● About this task: Find the word "green" in the data below and copy each line that holds it.

Text-to-region grounding data
------------------------------------------------------------

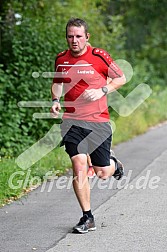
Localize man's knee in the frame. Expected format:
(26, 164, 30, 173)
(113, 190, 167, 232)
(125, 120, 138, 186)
(71, 154, 87, 176)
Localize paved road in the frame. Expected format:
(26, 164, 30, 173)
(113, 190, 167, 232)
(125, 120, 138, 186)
(47, 148, 167, 252)
(0, 122, 167, 252)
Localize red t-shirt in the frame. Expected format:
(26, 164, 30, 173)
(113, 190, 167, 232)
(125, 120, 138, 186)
(53, 46, 123, 122)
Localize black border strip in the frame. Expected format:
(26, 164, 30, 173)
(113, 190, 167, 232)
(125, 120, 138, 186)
(92, 48, 121, 78)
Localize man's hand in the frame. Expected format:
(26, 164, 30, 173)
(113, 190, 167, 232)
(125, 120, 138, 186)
(50, 102, 61, 118)
(83, 88, 104, 101)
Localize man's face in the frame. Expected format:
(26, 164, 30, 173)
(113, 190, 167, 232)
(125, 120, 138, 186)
(66, 25, 89, 57)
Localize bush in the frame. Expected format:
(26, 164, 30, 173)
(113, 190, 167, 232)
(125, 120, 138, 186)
(0, 0, 126, 157)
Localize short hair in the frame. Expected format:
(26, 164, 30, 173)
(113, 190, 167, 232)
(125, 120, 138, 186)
(66, 18, 88, 37)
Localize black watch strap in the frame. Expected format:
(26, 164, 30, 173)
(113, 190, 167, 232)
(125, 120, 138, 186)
(52, 98, 60, 103)
(101, 86, 108, 95)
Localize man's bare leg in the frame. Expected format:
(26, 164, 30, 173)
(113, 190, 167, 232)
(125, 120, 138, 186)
(71, 154, 91, 211)
(93, 159, 116, 179)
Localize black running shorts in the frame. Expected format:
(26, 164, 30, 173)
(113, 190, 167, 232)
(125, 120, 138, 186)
(60, 119, 112, 167)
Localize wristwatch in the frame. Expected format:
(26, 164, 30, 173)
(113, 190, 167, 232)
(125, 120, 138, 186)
(52, 98, 60, 103)
(101, 86, 108, 96)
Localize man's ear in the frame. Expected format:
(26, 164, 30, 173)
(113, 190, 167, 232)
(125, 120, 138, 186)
(86, 33, 90, 40)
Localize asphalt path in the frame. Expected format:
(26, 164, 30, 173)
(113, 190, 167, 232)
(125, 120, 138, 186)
(0, 122, 167, 252)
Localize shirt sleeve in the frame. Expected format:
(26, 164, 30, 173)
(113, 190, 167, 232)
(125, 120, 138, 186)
(92, 48, 124, 79)
(108, 60, 123, 79)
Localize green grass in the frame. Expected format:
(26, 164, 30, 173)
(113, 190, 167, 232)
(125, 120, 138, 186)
(0, 147, 71, 206)
(113, 89, 167, 144)
(0, 88, 167, 207)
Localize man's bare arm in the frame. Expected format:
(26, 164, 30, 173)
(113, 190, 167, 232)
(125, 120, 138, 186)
(50, 82, 63, 117)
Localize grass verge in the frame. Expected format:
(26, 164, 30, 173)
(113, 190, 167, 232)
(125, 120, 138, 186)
(113, 88, 167, 144)
(0, 147, 71, 206)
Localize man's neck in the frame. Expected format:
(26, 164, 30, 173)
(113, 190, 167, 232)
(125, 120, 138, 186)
(70, 46, 88, 57)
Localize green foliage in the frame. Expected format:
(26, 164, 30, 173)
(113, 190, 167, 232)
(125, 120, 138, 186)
(0, 0, 66, 156)
(0, 0, 167, 206)
(0, 0, 166, 158)
(122, 0, 167, 88)
(0, 0, 125, 157)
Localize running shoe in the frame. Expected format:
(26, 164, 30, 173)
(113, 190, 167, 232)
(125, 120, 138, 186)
(72, 214, 96, 234)
(110, 150, 124, 180)
(87, 166, 96, 178)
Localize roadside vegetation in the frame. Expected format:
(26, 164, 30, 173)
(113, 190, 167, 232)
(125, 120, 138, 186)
(1, 88, 167, 206)
(0, 0, 166, 206)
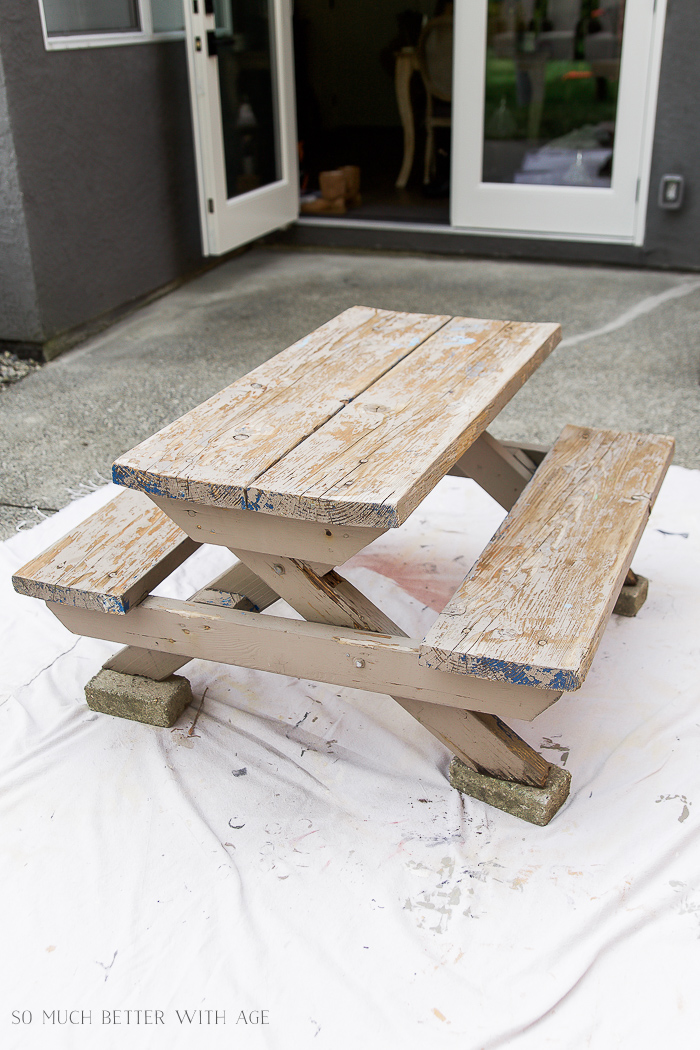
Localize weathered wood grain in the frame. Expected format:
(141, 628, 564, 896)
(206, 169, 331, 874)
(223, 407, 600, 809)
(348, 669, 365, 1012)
(420, 425, 675, 690)
(248, 318, 560, 527)
(12, 490, 199, 614)
(113, 306, 449, 507)
(51, 598, 561, 720)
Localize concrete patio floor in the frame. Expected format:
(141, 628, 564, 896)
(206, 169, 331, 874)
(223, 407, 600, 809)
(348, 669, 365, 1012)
(1, 245, 699, 539)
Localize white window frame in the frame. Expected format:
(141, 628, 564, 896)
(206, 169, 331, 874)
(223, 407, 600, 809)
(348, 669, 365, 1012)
(38, 0, 185, 51)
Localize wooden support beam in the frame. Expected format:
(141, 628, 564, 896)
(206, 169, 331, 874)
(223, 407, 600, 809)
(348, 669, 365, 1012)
(499, 439, 550, 467)
(229, 548, 552, 780)
(397, 699, 549, 787)
(103, 560, 280, 680)
(229, 549, 399, 634)
(448, 430, 536, 511)
(50, 597, 561, 721)
(150, 494, 386, 564)
(199, 562, 280, 611)
(103, 645, 187, 681)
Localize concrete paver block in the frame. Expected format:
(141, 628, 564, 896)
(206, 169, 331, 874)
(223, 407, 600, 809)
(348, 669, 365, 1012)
(613, 574, 649, 617)
(85, 669, 193, 728)
(449, 757, 571, 826)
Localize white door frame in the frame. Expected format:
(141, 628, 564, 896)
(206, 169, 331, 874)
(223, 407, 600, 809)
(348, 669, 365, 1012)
(449, 0, 668, 245)
(183, 0, 299, 256)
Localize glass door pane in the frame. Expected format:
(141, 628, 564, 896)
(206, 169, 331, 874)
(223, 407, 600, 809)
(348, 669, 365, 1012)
(184, 0, 298, 255)
(482, 1, 626, 189)
(43, 0, 139, 35)
(213, 0, 281, 200)
(451, 0, 664, 241)
(151, 0, 184, 32)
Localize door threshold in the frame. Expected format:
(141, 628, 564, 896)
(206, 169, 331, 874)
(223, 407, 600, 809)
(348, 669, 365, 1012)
(296, 216, 637, 246)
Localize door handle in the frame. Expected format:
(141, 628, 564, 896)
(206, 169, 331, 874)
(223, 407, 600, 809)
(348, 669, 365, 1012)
(207, 30, 218, 57)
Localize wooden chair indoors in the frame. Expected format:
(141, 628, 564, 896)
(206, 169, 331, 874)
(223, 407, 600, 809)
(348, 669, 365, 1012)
(416, 14, 453, 185)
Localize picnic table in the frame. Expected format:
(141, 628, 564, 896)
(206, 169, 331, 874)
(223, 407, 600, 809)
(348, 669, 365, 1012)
(12, 307, 674, 824)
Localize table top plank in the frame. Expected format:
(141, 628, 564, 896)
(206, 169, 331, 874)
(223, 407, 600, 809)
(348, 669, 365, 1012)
(113, 306, 449, 506)
(248, 317, 561, 527)
(419, 425, 675, 688)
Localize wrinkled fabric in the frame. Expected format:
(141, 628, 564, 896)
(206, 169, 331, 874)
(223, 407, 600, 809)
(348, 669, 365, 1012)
(1, 468, 699, 1050)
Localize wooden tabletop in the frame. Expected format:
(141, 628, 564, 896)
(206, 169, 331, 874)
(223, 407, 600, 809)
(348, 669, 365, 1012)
(113, 306, 560, 528)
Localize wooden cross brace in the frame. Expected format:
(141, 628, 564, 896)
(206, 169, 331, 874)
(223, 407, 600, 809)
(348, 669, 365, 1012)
(48, 434, 559, 789)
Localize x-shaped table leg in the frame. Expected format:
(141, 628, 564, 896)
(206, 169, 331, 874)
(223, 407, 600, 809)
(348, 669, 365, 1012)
(55, 469, 555, 793)
(229, 546, 549, 788)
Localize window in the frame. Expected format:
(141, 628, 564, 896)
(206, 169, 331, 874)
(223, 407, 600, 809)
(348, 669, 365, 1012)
(150, 0, 186, 32)
(39, 0, 185, 50)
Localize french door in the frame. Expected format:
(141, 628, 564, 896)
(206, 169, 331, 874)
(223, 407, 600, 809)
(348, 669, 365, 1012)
(450, 0, 666, 243)
(183, 0, 298, 256)
(184, 0, 666, 250)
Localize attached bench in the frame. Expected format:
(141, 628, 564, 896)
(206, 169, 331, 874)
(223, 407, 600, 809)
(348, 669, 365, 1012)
(12, 486, 279, 624)
(12, 487, 282, 721)
(12, 489, 201, 615)
(421, 425, 675, 690)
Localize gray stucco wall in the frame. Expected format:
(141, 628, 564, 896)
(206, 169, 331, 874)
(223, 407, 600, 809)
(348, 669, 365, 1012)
(0, 45, 42, 343)
(0, 2, 202, 347)
(642, 0, 700, 270)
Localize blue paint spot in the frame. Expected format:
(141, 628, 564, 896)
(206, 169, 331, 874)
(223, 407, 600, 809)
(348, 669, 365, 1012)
(102, 594, 128, 614)
(112, 466, 166, 497)
(456, 653, 578, 691)
(246, 491, 266, 513)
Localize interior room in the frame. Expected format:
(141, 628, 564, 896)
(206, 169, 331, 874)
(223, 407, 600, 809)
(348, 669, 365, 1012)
(293, 0, 453, 225)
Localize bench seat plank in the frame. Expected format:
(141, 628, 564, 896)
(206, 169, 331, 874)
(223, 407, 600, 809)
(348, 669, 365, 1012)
(112, 306, 449, 507)
(12, 489, 199, 614)
(419, 425, 674, 690)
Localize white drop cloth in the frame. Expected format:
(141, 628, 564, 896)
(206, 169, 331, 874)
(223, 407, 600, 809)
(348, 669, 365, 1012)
(2, 469, 700, 1050)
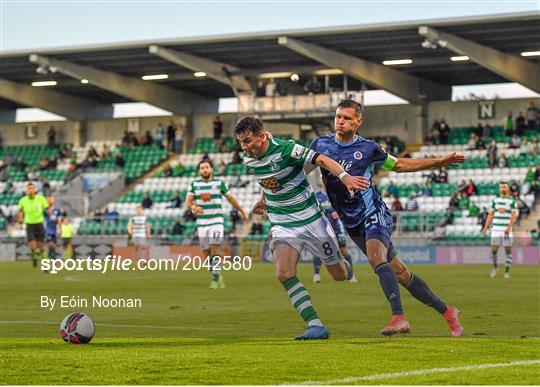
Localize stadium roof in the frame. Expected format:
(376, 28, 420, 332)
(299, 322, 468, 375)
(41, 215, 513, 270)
(1, 11, 539, 110)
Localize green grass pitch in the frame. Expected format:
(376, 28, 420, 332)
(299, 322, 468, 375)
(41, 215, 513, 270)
(1, 261, 539, 384)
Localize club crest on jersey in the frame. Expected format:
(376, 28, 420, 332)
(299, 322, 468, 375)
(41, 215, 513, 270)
(260, 177, 282, 193)
(353, 151, 363, 160)
(270, 161, 279, 171)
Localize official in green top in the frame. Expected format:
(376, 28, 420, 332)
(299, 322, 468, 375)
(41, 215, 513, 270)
(18, 182, 49, 268)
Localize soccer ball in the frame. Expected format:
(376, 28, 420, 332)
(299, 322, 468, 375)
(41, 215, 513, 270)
(59, 312, 95, 344)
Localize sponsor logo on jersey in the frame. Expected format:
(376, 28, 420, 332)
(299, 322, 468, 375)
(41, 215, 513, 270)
(291, 144, 305, 160)
(260, 177, 282, 193)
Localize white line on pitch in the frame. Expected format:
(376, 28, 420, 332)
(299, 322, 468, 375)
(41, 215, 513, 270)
(295, 359, 540, 385)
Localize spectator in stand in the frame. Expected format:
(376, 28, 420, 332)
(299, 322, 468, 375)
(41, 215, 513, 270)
(167, 193, 182, 209)
(439, 118, 450, 145)
(174, 124, 184, 154)
(39, 176, 51, 196)
(412, 183, 422, 197)
(426, 171, 439, 185)
(183, 208, 196, 222)
(230, 209, 241, 230)
(256, 80, 266, 97)
(0, 161, 7, 182)
(14, 157, 27, 171)
(130, 132, 139, 146)
(520, 138, 533, 156)
(141, 130, 153, 146)
(2, 181, 15, 194)
(250, 222, 263, 235)
(166, 121, 176, 152)
(474, 123, 484, 138)
(513, 191, 530, 223)
(49, 156, 58, 169)
(457, 179, 467, 194)
(510, 180, 520, 196)
(231, 149, 242, 165)
(503, 111, 514, 136)
(121, 131, 130, 146)
(142, 194, 153, 209)
(479, 207, 489, 227)
(154, 123, 164, 148)
(526, 101, 539, 130)
(3, 153, 13, 167)
(384, 136, 398, 155)
(26, 168, 39, 181)
(424, 126, 439, 145)
(303, 76, 322, 94)
(521, 168, 535, 196)
(466, 179, 478, 196)
(421, 183, 433, 197)
(171, 219, 184, 236)
(434, 221, 446, 239)
(444, 207, 455, 225)
(532, 136, 539, 154)
(38, 157, 49, 170)
(468, 201, 480, 217)
(115, 152, 125, 168)
(89, 155, 98, 168)
(467, 133, 478, 150)
(476, 136, 486, 150)
(515, 111, 526, 135)
(47, 126, 56, 148)
(405, 195, 419, 211)
(384, 180, 398, 198)
(509, 133, 522, 149)
(390, 195, 403, 211)
(100, 144, 111, 159)
(487, 140, 498, 168)
(438, 166, 449, 183)
(213, 115, 223, 140)
(482, 122, 493, 138)
(458, 192, 470, 210)
(529, 180, 539, 200)
(535, 165, 540, 181)
(431, 119, 441, 133)
(265, 78, 277, 97)
(163, 165, 173, 178)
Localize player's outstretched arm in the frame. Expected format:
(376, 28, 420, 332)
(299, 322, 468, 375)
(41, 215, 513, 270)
(314, 154, 370, 194)
(225, 193, 249, 221)
(391, 153, 466, 173)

------------------------------------------------------------

● Completed exercise:
Localize green grass in the frame. Expected format:
Localize green foliage in the frame. Expected format:
Localize green grass pitch in the frame. Expected format:
Localize official in green top in the frame. Expected format:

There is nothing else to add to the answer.